REQUIRED WORK →
Repeat the listing below in full and exactly, but without its pictures.
....
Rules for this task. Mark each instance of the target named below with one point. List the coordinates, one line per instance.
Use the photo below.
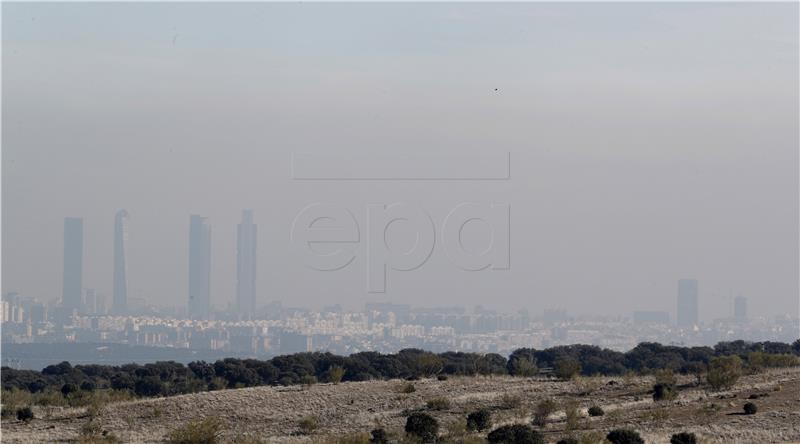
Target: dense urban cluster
(170, 378)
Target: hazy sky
(648, 142)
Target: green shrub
(543, 410)
(335, 374)
(724, 371)
(422, 426)
(596, 411)
(573, 416)
(440, 403)
(624, 436)
(515, 434)
(683, 438)
(25, 414)
(479, 420)
(202, 431)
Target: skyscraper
(740, 308)
(71, 297)
(199, 267)
(246, 236)
(687, 303)
(120, 263)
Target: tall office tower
(246, 235)
(687, 303)
(90, 301)
(740, 308)
(72, 296)
(199, 267)
(120, 263)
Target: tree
(25, 414)
(423, 426)
(479, 420)
(522, 366)
(515, 434)
(335, 374)
(68, 388)
(522, 362)
(663, 392)
(724, 371)
(567, 368)
(624, 436)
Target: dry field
(271, 414)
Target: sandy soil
(272, 414)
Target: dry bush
(665, 376)
(203, 431)
(406, 388)
(542, 411)
(587, 385)
(510, 401)
(595, 437)
(438, 403)
(308, 424)
(456, 431)
(657, 416)
(92, 433)
(353, 438)
(724, 371)
(246, 439)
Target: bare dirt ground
(271, 414)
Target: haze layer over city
(609, 152)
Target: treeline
(171, 378)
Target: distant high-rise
(687, 303)
(120, 263)
(740, 308)
(199, 267)
(72, 296)
(246, 236)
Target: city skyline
(634, 161)
(120, 296)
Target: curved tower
(120, 263)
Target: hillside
(272, 414)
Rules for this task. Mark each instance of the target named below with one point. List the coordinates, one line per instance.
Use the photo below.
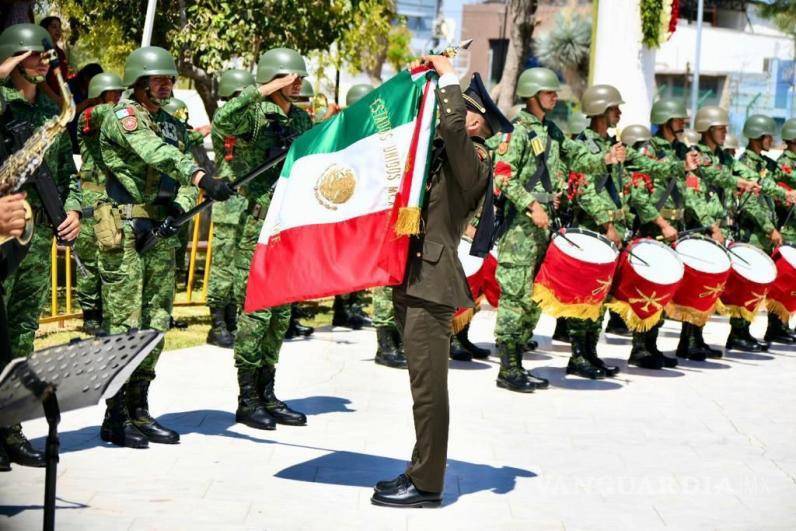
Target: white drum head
(703, 255)
(470, 264)
(788, 252)
(752, 263)
(588, 248)
(663, 266)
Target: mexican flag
(349, 194)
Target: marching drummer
(530, 168)
(757, 215)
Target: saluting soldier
(106, 89)
(227, 225)
(150, 178)
(435, 285)
(27, 288)
(254, 122)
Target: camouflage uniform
(27, 289)
(522, 246)
(260, 334)
(141, 150)
(92, 179)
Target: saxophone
(23, 163)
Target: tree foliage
(207, 36)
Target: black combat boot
(344, 316)
(474, 350)
(457, 352)
(561, 333)
(251, 408)
(710, 352)
(18, 448)
(777, 332)
(640, 356)
(5, 462)
(92, 322)
(117, 427)
(687, 347)
(592, 338)
(138, 409)
(511, 375)
(388, 352)
(616, 325)
(579, 364)
(231, 317)
(218, 334)
(296, 329)
(651, 345)
(277, 409)
(740, 338)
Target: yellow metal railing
(61, 314)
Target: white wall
(723, 50)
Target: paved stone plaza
(704, 446)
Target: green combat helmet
(22, 38)
(357, 92)
(710, 116)
(789, 130)
(177, 108)
(233, 81)
(633, 134)
(666, 109)
(533, 80)
(731, 142)
(102, 82)
(599, 98)
(148, 61)
(758, 125)
(280, 61)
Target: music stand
(66, 377)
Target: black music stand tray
(82, 373)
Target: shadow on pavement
(354, 469)
(13, 510)
(559, 378)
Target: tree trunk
(521, 13)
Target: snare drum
(751, 276)
(707, 267)
(576, 274)
(781, 298)
(645, 282)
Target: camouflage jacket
(685, 193)
(242, 130)
(758, 211)
(139, 149)
(597, 195)
(92, 169)
(58, 157)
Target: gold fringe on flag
(633, 321)
(552, 306)
(687, 314)
(778, 309)
(408, 222)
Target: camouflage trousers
(519, 256)
(138, 292)
(383, 310)
(260, 334)
(26, 292)
(88, 288)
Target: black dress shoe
(405, 494)
(390, 484)
(537, 381)
(5, 462)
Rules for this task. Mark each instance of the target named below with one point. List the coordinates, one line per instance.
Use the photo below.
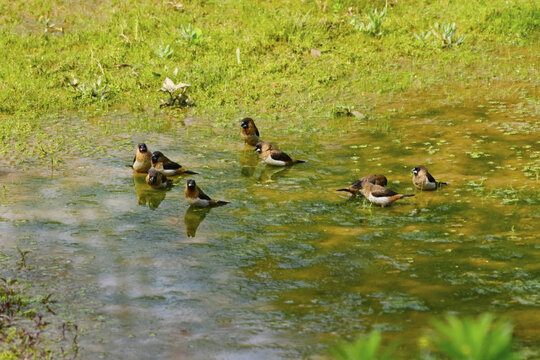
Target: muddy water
(290, 265)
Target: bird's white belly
(429, 185)
(198, 202)
(383, 200)
(167, 172)
(141, 165)
(273, 162)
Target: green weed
(365, 348)
(190, 33)
(164, 52)
(483, 338)
(373, 25)
(445, 34)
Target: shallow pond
(290, 265)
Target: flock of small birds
(372, 187)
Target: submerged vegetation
(29, 327)
(372, 82)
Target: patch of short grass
(95, 58)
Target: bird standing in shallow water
(249, 131)
(356, 187)
(196, 197)
(142, 162)
(167, 167)
(380, 195)
(157, 180)
(274, 156)
(423, 180)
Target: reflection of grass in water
(29, 325)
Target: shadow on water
(145, 194)
(193, 218)
(291, 265)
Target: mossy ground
(248, 58)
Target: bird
(379, 195)
(196, 197)
(142, 162)
(356, 187)
(157, 180)
(423, 180)
(167, 167)
(274, 156)
(249, 131)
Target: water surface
(290, 265)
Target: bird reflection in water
(269, 174)
(249, 160)
(145, 194)
(193, 218)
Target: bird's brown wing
(280, 156)
(383, 192)
(202, 195)
(357, 184)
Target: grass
(481, 338)
(129, 50)
(300, 58)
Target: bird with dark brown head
(356, 187)
(167, 167)
(379, 195)
(196, 197)
(274, 156)
(142, 161)
(249, 131)
(422, 179)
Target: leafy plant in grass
(177, 94)
(164, 52)
(482, 338)
(190, 33)
(373, 26)
(365, 348)
(423, 37)
(445, 34)
(96, 91)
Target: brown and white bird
(196, 197)
(249, 131)
(356, 187)
(157, 180)
(423, 180)
(274, 156)
(142, 162)
(379, 195)
(167, 167)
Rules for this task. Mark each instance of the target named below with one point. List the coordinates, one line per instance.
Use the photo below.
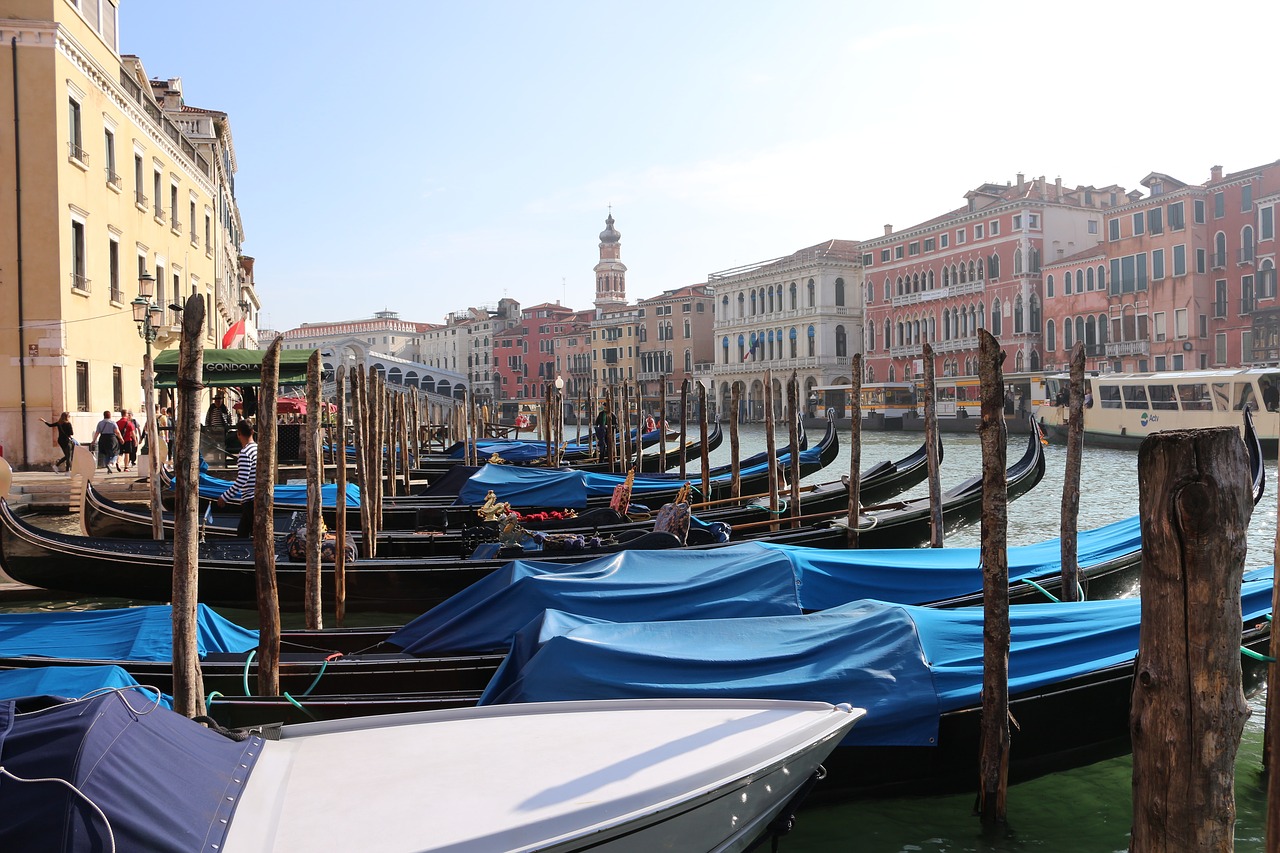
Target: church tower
(611, 273)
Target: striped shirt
(246, 474)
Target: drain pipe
(17, 183)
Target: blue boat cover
(161, 781)
(745, 579)
(73, 682)
(621, 587)
(124, 634)
(905, 665)
(213, 488)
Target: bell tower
(611, 273)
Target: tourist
(246, 479)
(106, 442)
(65, 439)
(128, 438)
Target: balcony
(1128, 347)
....
EXERCISE RESPONSE →
Rules for this task. Mark each instance of the target named below with one point. List the coordinates, one line per instance.
Use the photo below.
Target: dense urban cluster
(170, 378)
Target: hazy sky
(648, 142)
Target: green shrub
(543, 410)
(335, 374)
(724, 371)
(422, 426)
(596, 411)
(573, 416)
(440, 403)
(624, 436)
(515, 434)
(683, 438)
(25, 414)
(479, 420)
(202, 431)
Target: skyscraper
(740, 308)
(71, 297)
(199, 267)
(246, 236)
(687, 303)
(120, 263)
Target: tall office tower
(246, 235)
(687, 303)
(90, 301)
(740, 308)
(72, 296)
(199, 267)
(120, 263)
Target: tree
(25, 414)
(423, 426)
(479, 420)
(522, 366)
(515, 434)
(335, 374)
(68, 388)
(522, 362)
(663, 392)
(724, 371)
(567, 368)
(624, 436)
Target: dry field
(271, 414)
Target: sandy soil
(272, 414)
Target: dry bush
(665, 376)
(203, 431)
(406, 388)
(542, 411)
(587, 385)
(510, 401)
(595, 437)
(438, 403)
(308, 424)
(456, 431)
(657, 416)
(92, 433)
(353, 438)
(724, 371)
(246, 439)
Target: bare dirt ground
(271, 414)
Target: haze layer over city
(609, 152)
Target: treeline
(171, 378)
Target: distant high-rise
(687, 303)
(120, 263)
(740, 308)
(199, 267)
(72, 296)
(246, 236)
Target: city skyline
(634, 161)
(120, 296)
Target: curved tower
(120, 263)
Target: hillside
(272, 414)
Rules for this task. Mark each instance of the target named below with one point. List the coordinates, one line per instance.
Use the photo below.
Target: white drum head
(703, 255)
(470, 264)
(788, 252)
(752, 263)
(588, 248)
(663, 266)
Target: mexican flag
(349, 194)
Target: marching drummer
(530, 168)
(757, 215)
Target: saluting soldier
(106, 89)
(227, 225)
(150, 178)
(435, 285)
(27, 288)
(254, 122)
Target: camouflage uniform
(27, 289)
(522, 246)
(260, 334)
(141, 150)
(92, 179)
Target: saxophone
(23, 163)
Target: tree foliage
(207, 36)
Target: black combat boot
(344, 316)
(474, 350)
(457, 352)
(561, 333)
(251, 408)
(710, 352)
(18, 448)
(777, 332)
(640, 356)
(5, 462)
(92, 322)
(117, 427)
(687, 347)
(592, 338)
(138, 409)
(511, 375)
(388, 352)
(616, 325)
(579, 364)
(231, 317)
(218, 334)
(296, 329)
(651, 345)
(277, 409)
(740, 338)
Target: yellow metal railing
(61, 314)
Target: white wall
(723, 50)
Target: paved stone plaza
(704, 446)
Target: green combat helmet
(22, 38)
(357, 92)
(710, 116)
(789, 130)
(177, 108)
(233, 81)
(633, 134)
(666, 109)
(533, 80)
(731, 142)
(102, 82)
(599, 98)
(148, 61)
(758, 125)
(280, 61)
Target: music stand
(66, 377)
Target: black music stand tray
(82, 373)
Target: shadow on pavement
(354, 469)
(13, 510)
(559, 378)
Target: tree trunk
(521, 13)
Target: snare drum
(751, 276)
(707, 267)
(576, 274)
(781, 298)
(645, 282)
Target: camouflage jacket
(685, 193)
(242, 130)
(758, 211)
(139, 149)
(597, 195)
(92, 169)
(58, 157)
Target: gold fringe on flag
(633, 321)
(552, 306)
(687, 314)
(778, 309)
(408, 222)
Target: camouflage trousers
(519, 256)
(138, 292)
(383, 310)
(260, 334)
(26, 292)
(88, 288)
Target: black dress shoe
(405, 494)
(390, 484)
(537, 381)
(5, 462)
Rules for this task. Mark each instance of the target named below with one point. List the coordinates, one line per instance.
Use the photo below.
Target: muddy water
(290, 265)
Target: bird's white belly
(429, 185)
(198, 202)
(383, 200)
(167, 172)
(141, 165)
(273, 162)
Target: green weed
(365, 348)
(190, 33)
(164, 52)
(483, 338)
(373, 25)
(445, 34)
Target: shallow pond
(290, 265)
Target: flock of small birds
(372, 187)
Target: submerged vegetation
(29, 327)
(372, 82)
Target: patch of short grass
(95, 58)
Target: bird standing in shallow water
(249, 131)
(356, 187)
(196, 197)
(142, 162)
(167, 167)
(380, 195)
(157, 180)
(274, 156)
(423, 180)
Target: reflection of grass in water
(29, 325)
Target: shadow on water
(145, 194)
(193, 218)
(291, 265)
Target: mossy ground
(248, 58)
Target: bird
(379, 195)
(196, 197)
(142, 162)
(356, 187)
(157, 180)
(423, 180)
(167, 167)
(274, 156)
(249, 131)
Target: water surface
(290, 265)
Target: bird reflection in water
(269, 174)
(249, 160)
(145, 194)
(193, 218)
Target: bird's brown wing
(280, 156)
(383, 192)
(202, 195)
(357, 184)
Target: grass
(481, 338)
(129, 50)
(300, 58)
Target: bird with dark brown head
(356, 187)
(167, 167)
(379, 195)
(196, 197)
(274, 156)
(142, 161)
(249, 131)
(422, 179)
Target: leafy plant in grass
(177, 94)
(164, 52)
(482, 338)
(190, 33)
(373, 26)
(365, 348)
(423, 37)
(445, 34)
(96, 91)
Target: brown and white bird
(196, 197)
(249, 131)
(356, 187)
(157, 180)
(423, 180)
(274, 156)
(142, 162)
(379, 195)
(167, 167)
Rules for this task. Mark each instance of the target named below with one point. List the coordinates, one line per instance.
Use the photo below.
Target: church tower
(611, 273)
Target: striped shirt
(246, 474)
Target: drain pipe
(17, 183)
Target: blue boat cover
(161, 781)
(745, 579)
(73, 682)
(621, 587)
(124, 634)
(905, 665)
(213, 488)
Target: bell tower
(611, 273)
Target: tourist
(246, 479)
(106, 442)
(65, 439)
(128, 438)
Target: balcony
(1128, 347)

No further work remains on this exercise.